→ **Work to be completed**
Count the lines in the records below that contain the string "white", with case significant. Reply with that number alone.

→ **Provided data**
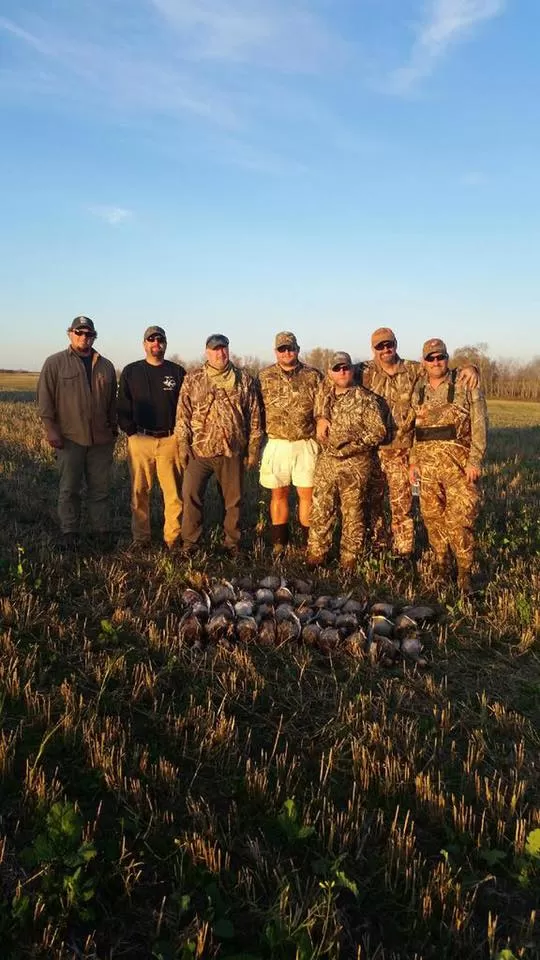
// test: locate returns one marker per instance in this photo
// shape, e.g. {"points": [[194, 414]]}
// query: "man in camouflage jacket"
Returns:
{"points": [[393, 380], [218, 427], [288, 388], [450, 437], [342, 473]]}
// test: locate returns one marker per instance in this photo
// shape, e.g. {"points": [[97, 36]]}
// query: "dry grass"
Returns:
{"points": [[261, 803]]}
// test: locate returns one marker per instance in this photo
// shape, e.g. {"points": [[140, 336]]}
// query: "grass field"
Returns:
{"points": [[263, 803]]}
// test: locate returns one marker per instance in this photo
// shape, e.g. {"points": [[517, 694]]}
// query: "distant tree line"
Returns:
{"points": [[501, 379]]}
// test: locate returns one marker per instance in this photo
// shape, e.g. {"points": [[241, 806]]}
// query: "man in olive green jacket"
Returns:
{"points": [[77, 404]]}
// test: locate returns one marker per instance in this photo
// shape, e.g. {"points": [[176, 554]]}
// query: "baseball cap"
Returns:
{"points": [[82, 323], [286, 339], [434, 346], [217, 340], [340, 358], [158, 331], [381, 334]]}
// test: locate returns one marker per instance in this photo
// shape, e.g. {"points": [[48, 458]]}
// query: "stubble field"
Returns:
{"points": [[263, 803]]}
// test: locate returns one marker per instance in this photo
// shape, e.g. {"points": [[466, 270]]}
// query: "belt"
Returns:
{"points": [[155, 433], [447, 432]]}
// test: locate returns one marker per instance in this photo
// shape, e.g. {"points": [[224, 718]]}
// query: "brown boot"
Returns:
{"points": [[442, 566], [464, 581]]}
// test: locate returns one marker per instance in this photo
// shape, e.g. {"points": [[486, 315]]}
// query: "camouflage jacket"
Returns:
{"points": [[213, 422], [395, 392], [356, 421], [288, 401], [449, 420]]}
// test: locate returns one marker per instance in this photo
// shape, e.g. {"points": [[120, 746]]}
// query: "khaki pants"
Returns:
{"points": [[229, 473], [149, 457], [93, 465]]}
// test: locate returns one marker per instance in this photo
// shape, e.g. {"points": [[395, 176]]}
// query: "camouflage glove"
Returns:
{"points": [[183, 456]]}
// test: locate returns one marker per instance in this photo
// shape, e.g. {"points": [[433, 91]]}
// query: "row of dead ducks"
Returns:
{"points": [[275, 611]]}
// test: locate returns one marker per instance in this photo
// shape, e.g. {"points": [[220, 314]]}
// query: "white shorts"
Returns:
{"points": [[286, 462]]}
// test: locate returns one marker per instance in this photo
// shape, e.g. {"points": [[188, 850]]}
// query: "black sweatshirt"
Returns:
{"points": [[148, 396]]}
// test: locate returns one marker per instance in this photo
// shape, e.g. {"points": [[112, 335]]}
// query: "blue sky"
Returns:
{"points": [[248, 166]]}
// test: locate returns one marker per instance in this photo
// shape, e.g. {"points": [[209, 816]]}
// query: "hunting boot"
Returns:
{"points": [[279, 536], [464, 581], [442, 566]]}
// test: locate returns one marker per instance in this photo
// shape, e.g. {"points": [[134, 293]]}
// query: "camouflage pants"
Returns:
{"points": [[449, 504], [342, 482], [391, 472]]}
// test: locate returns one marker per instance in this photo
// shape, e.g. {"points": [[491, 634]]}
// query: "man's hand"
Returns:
{"points": [[183, 457], [469, 377], [55, 439], [323, 427], [472, 473]]}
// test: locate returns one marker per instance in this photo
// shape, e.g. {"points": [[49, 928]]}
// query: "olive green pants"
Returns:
{"points": [[80, 466]]}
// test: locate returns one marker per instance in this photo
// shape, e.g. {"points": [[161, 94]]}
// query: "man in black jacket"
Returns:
{"points": [[147, 400]]}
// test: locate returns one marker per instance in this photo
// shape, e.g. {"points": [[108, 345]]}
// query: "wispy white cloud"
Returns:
{"points": [[110, 214], [474, 178], [446, 23], [172, 67], [280, 34]]}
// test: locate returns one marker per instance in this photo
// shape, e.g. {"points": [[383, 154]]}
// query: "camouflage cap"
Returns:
{"points": [[157, 331], [217, 340], [381, 334], [434, 346], [82, 323], [286, 339], [340, 359]]}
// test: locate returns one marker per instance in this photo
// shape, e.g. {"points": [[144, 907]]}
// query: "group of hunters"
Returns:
{"points": [[342, 440]]}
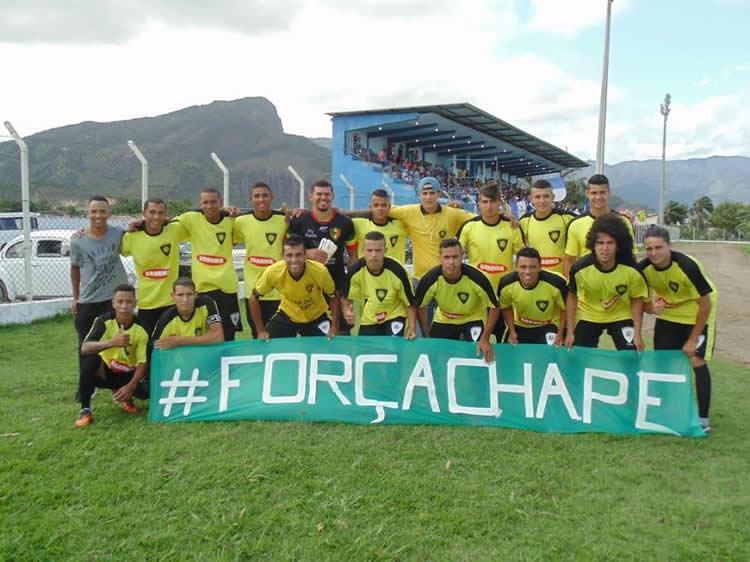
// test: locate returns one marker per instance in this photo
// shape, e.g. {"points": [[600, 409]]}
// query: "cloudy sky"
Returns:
{"points": [[534, 63]]}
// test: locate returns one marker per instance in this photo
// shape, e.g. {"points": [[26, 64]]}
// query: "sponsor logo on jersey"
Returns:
{"points": [[491, 267], [261, 261], [211, 260], [158, 273]]}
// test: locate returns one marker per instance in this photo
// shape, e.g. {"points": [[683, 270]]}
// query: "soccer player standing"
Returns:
{"points": [[606, 290], [384, 286], [685, 305]]}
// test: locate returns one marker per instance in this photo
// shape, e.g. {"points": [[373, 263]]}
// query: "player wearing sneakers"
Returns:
{"points": [[114, 356], [606, 290], [684, 302]]}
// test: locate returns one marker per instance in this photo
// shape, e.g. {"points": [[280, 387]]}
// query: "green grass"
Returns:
{"points": [[126, 489]]}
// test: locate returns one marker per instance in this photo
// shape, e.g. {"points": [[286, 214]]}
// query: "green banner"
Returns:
{"points": [[426, 381]]}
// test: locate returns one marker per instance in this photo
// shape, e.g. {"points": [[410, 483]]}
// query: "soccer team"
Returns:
{"points": [[315, 273]]}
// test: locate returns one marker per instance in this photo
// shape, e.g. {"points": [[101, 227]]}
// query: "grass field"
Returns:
{"points": [[126, 489]]}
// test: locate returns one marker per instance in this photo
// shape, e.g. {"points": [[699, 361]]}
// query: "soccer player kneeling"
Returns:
{"points": [[462, 293], [685, 305], [606, 290], [114, 356], [384, 286], [305, 287], [532, 301]]}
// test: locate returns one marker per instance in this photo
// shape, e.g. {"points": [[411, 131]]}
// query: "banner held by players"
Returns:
{"points": [[394, 381]]}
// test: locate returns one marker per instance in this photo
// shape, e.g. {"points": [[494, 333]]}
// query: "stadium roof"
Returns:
{"points": [[463, 129]]}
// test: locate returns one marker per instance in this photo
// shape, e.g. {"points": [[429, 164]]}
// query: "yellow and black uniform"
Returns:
{"points": [[490, 247], [548, 236], [537, 309], [395, 236], [604, 301], [205, 313], [113, 367], [212, 265], [578, 229], [387, 295], [304, 301], [461, 305], [264, 246], [427, 230], [157, 262], [681, 285]]}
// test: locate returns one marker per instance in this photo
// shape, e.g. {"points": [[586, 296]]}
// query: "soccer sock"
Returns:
{"points": [[703, 389]]}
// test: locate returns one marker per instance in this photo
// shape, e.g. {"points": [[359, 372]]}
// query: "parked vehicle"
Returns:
{"points": [[50, 262]]}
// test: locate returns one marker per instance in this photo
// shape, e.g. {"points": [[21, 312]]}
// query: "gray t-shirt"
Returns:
{"points": [[100, 264]]}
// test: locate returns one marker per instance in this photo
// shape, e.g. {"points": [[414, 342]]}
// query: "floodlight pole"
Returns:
{"points": [[603, 98], [25, 207], [144, 171], [664, 110], [351, 189], [225, 172], [301, 183]]}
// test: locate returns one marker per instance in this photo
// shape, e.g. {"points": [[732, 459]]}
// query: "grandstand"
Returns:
{"points": [[460, 144]]}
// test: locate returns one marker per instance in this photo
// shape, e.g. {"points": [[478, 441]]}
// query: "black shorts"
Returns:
{"points": [[229, 309], [538, 334], [471, 331], [587, 333], [672, 335], [281, 326], [392, 327], [267, 310]]}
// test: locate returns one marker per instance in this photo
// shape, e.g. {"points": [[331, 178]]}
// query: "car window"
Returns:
{"points": [[49, 248]]}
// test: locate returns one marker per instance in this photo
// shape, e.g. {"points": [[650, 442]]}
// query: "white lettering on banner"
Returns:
{"points": [[332, 380], [454, 407], [421, 375], [589, 395], [554, 385], [527, 389], [359, 383], [644, 400], [226, 382], [301, 360]]}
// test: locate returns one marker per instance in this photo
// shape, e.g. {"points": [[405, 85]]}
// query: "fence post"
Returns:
{"points": [[25, 208]]}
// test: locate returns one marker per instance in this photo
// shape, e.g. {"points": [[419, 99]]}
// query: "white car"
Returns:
{"points": [[50, 262]]}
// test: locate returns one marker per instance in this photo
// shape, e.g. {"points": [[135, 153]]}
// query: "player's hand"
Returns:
{"points": [[484, 347]]}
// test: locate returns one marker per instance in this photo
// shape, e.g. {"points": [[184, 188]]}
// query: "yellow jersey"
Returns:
{"points": [[427, 230], [303, 300], [490, 247], [264, 245], [458, 302]]}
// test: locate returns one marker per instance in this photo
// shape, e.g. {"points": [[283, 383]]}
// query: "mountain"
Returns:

→ **Written answer**
4